EXCERPT PROVIDED –
=====
You see in our filings, as we've talked about what we refer to as our ADS or Autonomous Defense Systems division, formerly the XTI Aircraft, we've retained those skills, and we are currently bidding and proposing on numerous different government programs that are dealing with autonomous flight. Historically, the TriFan was a vertical takeoff and landing. It was just a manned aircraft.
We probably could not have picked a more difficult aircraft to go build initially, a manned version of a drone, in essence. What we've really, in essence, done is rolled that back and said the current future is in autonomous flight.
We need to ensure we have that capability to ever make the VTOL truly viable in the ecosystem out there. Our focus is on drone technology, drone capability, drone manufacturing, and obviously the core business we have is a distribution business.
That is beginning to move into governmental or military focus as well, but it's historically planted its flag very squarely in the commercial and enterprise market. Yes, we have retained that capability. We've already put that to good use as we're bidding and proposing.
That bid and proposal has us looking at somewhere in the neighborhood of up to $150 million, roughly, of contract value with over $1.5 billion of production value, should all those be won. Now, we don't anticipate winning all those by any stretch, but we are relevant in those contracts.
=====
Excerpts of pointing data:

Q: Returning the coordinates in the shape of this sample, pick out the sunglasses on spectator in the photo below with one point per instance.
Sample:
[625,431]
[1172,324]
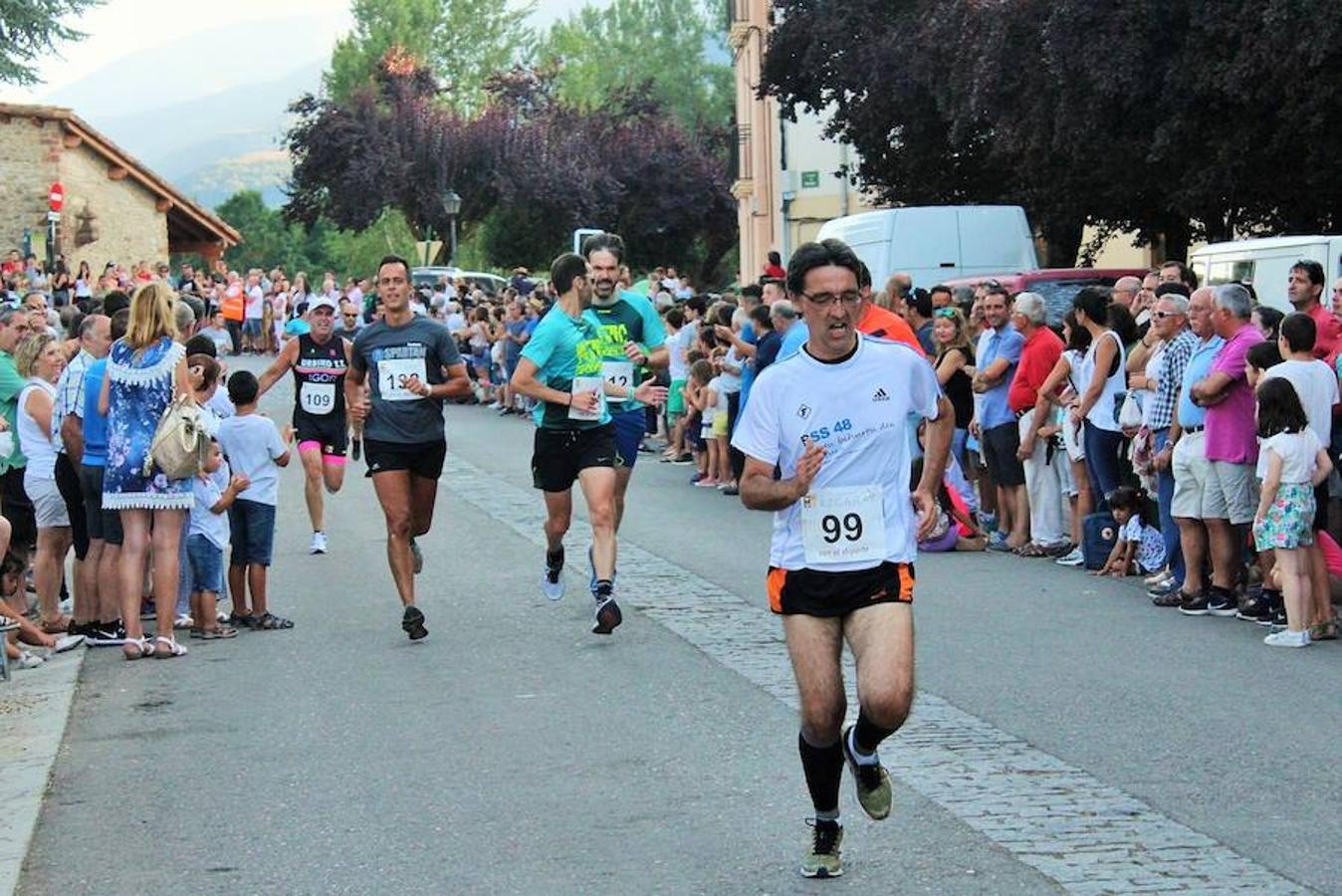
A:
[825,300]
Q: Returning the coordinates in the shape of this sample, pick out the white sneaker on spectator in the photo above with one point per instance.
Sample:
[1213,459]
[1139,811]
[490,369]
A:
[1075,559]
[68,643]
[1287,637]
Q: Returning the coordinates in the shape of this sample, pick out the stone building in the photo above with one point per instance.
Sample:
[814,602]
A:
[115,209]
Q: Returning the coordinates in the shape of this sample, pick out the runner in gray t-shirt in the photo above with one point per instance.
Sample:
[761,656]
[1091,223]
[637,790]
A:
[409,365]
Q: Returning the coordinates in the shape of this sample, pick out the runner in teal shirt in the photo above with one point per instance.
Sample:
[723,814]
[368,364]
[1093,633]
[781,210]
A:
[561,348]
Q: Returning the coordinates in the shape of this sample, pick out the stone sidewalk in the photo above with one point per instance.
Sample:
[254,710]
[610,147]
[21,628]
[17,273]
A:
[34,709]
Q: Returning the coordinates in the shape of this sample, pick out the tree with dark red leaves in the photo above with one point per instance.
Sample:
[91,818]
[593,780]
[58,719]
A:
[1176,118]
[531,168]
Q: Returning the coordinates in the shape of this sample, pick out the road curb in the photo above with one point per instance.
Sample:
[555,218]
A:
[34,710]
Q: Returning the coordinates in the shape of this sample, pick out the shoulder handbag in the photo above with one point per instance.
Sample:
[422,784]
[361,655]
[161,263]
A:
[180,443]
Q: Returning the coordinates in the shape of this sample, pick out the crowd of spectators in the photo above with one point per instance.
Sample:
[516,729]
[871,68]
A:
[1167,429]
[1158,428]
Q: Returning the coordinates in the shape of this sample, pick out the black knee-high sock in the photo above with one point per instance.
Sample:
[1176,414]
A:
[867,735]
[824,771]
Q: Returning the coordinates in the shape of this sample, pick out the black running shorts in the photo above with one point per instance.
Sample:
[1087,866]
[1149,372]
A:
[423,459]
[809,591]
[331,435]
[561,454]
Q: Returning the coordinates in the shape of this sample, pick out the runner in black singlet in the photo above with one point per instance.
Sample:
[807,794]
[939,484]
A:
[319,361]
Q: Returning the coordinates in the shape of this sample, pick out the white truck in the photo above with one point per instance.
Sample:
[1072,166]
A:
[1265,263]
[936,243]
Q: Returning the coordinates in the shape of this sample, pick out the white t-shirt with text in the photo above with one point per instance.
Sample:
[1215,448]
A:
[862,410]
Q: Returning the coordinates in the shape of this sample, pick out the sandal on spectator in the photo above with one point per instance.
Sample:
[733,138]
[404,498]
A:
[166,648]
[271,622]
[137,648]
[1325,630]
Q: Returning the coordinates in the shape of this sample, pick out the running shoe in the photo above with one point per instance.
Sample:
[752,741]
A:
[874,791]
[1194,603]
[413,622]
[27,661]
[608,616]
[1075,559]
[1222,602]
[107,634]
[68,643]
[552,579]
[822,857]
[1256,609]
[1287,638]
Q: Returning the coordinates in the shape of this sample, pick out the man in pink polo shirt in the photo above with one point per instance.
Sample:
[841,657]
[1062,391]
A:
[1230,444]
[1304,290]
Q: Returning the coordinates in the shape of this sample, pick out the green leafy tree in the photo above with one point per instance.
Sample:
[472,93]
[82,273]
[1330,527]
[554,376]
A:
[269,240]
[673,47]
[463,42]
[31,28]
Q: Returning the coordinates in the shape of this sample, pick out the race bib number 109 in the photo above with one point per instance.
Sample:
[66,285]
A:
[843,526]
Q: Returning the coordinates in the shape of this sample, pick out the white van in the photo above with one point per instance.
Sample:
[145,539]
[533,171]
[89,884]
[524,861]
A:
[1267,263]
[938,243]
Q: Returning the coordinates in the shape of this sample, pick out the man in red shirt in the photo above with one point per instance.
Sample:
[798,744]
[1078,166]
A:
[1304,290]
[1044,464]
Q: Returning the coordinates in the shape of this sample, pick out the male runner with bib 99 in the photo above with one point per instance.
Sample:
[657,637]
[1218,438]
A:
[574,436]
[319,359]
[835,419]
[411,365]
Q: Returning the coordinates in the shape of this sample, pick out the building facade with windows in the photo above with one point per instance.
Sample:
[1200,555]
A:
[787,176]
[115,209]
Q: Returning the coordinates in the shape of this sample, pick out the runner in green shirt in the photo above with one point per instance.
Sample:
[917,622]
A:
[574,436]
=====
PROBLEM SET –
a: Reproduce the passage from the autonomous-flight excerpt between "That is beginning" and "in those contracts.", inclusive, without changing a word.
b: In the autonomous-flight excerpt, list each market or focus named in the sentence that begins "That is beginning to move".

RESPONSES TO THE EXERCISE –
a:
That is beginning to move into governmental or military focus as well, but it's historically planted its flag very squarely in the commercial and enterprise market. Yes, we have retained that capability. We've already put that to good use as we're bidding and proposing.
That bid and proposal has us looking at somewhere in the neighborhood of up to $150 million, roughly, of contract value with over $1.5 billion of production value, should all those be won. Now, we don't anticipate winning all those by any stretch, but we are relevant in those contracts.

b: governmental, military, commercial, enterprise